*Short problem*. Lay out the lines of the listing below as a JSON list of strings, one string per line and no blank lines, starting with the line containing "Could you please point to the child" and going on through the line containing "column 692, row 197". Include both of those lines and nothing outside them.

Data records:
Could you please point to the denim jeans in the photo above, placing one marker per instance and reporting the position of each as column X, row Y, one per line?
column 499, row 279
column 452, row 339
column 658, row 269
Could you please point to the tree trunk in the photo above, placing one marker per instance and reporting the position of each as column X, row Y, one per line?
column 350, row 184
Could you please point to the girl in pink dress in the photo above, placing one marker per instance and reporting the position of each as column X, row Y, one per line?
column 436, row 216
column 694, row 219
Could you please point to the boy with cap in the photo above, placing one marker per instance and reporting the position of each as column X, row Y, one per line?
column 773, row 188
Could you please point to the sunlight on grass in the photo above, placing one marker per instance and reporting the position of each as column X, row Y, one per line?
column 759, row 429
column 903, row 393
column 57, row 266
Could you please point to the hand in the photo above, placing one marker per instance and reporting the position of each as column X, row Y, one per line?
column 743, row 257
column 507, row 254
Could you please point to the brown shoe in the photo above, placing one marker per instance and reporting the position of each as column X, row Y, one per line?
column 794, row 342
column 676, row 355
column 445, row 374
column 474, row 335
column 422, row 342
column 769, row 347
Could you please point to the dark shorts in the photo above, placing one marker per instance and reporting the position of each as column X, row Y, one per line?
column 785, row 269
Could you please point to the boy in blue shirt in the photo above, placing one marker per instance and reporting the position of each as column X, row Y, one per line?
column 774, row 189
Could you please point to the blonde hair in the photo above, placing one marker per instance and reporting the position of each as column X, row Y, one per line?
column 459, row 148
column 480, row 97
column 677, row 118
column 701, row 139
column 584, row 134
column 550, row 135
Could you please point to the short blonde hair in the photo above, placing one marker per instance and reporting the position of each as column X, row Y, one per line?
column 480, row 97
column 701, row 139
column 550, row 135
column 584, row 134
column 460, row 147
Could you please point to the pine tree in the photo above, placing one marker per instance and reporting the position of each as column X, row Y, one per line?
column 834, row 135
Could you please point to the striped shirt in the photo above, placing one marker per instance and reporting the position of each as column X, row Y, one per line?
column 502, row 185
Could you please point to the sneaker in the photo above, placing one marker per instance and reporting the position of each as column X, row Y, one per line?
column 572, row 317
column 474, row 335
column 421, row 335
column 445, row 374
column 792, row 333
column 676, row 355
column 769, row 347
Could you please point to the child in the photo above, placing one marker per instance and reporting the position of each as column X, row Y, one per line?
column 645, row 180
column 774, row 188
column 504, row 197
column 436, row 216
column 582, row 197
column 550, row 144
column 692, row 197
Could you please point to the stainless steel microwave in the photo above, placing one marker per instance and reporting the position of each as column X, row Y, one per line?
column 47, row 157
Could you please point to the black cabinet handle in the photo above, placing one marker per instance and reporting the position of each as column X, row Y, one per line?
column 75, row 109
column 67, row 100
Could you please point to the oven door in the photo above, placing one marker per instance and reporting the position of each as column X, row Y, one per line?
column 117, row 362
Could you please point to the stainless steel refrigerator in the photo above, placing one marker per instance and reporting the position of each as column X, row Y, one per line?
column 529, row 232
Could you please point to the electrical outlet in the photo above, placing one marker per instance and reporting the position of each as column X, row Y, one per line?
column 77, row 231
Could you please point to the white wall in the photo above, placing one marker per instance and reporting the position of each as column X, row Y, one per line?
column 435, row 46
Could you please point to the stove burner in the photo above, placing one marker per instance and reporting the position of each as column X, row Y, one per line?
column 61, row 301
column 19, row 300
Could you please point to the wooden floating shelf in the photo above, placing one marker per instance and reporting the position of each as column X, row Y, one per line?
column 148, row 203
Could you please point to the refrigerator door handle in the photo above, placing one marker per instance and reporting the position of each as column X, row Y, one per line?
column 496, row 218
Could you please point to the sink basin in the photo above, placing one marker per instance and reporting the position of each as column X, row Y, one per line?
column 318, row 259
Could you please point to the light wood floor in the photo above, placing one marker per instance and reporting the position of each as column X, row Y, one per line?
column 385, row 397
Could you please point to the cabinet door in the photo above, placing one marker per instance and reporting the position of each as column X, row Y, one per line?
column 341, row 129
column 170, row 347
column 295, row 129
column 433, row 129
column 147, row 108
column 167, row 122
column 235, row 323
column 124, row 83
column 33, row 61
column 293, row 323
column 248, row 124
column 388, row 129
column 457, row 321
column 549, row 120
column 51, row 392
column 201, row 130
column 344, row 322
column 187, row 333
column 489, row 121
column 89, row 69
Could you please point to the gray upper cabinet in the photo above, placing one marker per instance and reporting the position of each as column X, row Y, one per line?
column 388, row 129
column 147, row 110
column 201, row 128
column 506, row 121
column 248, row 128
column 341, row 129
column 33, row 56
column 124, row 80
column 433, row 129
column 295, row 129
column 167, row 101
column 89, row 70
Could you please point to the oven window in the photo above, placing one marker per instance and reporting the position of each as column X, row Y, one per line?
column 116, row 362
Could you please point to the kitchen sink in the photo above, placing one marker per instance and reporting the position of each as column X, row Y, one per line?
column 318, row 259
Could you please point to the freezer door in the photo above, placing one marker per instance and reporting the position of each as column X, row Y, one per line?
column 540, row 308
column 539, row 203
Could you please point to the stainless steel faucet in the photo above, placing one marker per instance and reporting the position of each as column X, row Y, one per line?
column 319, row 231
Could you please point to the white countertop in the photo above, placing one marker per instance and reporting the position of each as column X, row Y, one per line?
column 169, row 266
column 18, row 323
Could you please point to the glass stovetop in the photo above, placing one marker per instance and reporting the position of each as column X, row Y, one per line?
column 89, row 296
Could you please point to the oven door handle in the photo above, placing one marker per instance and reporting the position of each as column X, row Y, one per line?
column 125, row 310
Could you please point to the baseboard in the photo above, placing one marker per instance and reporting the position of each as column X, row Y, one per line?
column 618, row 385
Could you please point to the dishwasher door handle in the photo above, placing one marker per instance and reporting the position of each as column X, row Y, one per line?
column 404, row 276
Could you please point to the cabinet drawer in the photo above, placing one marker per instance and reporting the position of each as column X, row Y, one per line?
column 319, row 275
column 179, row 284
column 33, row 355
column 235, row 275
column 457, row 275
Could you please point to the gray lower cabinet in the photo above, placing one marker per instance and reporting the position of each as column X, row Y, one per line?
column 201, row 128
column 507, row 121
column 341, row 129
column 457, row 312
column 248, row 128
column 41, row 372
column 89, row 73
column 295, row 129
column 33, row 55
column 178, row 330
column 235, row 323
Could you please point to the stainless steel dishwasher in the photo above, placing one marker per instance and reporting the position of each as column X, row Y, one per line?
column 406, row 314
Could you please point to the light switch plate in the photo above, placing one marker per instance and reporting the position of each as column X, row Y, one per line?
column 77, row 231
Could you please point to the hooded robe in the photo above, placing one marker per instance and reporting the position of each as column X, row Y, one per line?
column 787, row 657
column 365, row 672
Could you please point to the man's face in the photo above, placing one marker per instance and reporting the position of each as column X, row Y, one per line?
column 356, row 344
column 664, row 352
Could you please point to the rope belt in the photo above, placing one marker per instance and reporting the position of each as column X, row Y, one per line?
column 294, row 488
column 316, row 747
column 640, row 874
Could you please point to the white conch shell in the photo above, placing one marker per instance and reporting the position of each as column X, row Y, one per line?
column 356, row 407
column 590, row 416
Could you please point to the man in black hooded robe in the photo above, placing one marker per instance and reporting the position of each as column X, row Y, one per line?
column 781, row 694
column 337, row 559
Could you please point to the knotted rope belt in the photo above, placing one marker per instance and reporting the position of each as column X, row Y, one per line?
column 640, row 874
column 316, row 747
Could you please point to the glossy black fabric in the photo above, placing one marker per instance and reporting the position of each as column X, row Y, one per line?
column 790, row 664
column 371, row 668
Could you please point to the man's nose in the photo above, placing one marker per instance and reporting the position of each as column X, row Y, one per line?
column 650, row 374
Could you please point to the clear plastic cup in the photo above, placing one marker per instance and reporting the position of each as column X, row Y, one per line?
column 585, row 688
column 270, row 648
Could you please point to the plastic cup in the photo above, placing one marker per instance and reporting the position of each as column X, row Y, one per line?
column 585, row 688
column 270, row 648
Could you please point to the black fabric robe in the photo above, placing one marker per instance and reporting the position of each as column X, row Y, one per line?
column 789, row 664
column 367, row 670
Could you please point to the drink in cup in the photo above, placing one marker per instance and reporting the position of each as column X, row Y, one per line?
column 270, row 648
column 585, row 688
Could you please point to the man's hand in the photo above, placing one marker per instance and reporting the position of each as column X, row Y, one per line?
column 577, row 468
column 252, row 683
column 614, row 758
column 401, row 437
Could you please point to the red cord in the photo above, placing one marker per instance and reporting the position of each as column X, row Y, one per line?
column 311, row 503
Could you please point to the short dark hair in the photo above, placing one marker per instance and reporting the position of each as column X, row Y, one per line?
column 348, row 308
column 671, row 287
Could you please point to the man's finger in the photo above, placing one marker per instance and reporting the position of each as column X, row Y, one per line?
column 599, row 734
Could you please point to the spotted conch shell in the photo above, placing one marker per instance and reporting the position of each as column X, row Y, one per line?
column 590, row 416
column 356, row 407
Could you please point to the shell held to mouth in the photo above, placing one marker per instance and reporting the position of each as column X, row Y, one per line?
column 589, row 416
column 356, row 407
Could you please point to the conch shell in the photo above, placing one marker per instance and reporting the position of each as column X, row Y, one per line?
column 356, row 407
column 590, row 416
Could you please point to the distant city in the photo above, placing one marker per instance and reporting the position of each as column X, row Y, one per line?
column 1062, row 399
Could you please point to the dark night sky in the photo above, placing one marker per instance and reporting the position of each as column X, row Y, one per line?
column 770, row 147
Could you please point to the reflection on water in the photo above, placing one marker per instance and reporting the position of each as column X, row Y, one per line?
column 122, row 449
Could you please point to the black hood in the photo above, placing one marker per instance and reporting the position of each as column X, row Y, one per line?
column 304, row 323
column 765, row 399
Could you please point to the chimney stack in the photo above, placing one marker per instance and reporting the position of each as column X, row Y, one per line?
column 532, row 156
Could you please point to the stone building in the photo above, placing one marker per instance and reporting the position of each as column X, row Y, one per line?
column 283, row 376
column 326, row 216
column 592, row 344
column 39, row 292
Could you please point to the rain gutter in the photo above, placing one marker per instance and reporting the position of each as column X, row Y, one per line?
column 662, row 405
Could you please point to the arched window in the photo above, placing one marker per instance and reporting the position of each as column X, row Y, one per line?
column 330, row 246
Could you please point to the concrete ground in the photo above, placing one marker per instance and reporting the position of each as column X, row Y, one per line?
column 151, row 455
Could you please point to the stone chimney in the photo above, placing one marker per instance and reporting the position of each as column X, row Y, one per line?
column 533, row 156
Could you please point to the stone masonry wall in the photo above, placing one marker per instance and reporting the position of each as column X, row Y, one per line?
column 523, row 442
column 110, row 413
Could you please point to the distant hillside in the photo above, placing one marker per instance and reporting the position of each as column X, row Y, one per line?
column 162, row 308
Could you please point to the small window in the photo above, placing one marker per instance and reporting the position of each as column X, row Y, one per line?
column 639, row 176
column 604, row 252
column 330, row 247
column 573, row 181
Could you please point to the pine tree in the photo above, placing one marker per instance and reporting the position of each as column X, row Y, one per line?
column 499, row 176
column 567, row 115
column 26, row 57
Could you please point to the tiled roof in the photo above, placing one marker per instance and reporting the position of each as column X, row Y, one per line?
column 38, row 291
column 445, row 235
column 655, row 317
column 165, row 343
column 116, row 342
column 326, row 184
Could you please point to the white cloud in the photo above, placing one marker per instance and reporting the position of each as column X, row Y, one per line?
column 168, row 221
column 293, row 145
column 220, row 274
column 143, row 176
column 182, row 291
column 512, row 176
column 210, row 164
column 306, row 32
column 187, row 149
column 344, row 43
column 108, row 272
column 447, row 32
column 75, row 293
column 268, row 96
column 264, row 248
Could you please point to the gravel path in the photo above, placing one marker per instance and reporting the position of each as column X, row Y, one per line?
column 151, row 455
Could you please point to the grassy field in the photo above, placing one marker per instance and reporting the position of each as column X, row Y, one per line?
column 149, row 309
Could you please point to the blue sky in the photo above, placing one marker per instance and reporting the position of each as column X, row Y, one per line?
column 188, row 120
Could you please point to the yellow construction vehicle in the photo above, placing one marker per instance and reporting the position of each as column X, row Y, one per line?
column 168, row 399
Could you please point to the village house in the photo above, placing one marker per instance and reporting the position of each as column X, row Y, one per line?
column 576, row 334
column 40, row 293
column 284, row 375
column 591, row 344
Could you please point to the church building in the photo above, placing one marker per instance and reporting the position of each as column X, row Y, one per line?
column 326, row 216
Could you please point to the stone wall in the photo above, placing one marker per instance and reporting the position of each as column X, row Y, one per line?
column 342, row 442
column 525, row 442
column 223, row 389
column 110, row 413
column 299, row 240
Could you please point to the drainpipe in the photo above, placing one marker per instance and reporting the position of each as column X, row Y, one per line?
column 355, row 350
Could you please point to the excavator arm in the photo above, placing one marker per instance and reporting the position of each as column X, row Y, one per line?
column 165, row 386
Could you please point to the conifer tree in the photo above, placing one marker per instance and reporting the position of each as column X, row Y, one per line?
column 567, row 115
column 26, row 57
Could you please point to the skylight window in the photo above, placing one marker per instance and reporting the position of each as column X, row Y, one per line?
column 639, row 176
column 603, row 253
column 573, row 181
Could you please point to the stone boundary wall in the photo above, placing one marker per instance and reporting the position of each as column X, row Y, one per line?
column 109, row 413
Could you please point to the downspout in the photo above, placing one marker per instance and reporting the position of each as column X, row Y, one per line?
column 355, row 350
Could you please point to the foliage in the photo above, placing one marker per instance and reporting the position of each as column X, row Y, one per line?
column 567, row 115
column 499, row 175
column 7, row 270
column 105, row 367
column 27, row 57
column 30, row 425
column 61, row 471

*Exercise output*.
[
  "Could you please point to the child in the photo above, placing one marker per instance and reporting the position of each as column X, row Y, one per line?",
  "column 645, row 180",
  "column 774, row 188",
  "column 504, row 197",
  "column 436, row 216",
  "column 582, row 197",
  "column 550, row 144",
  "column 692, row 197"
]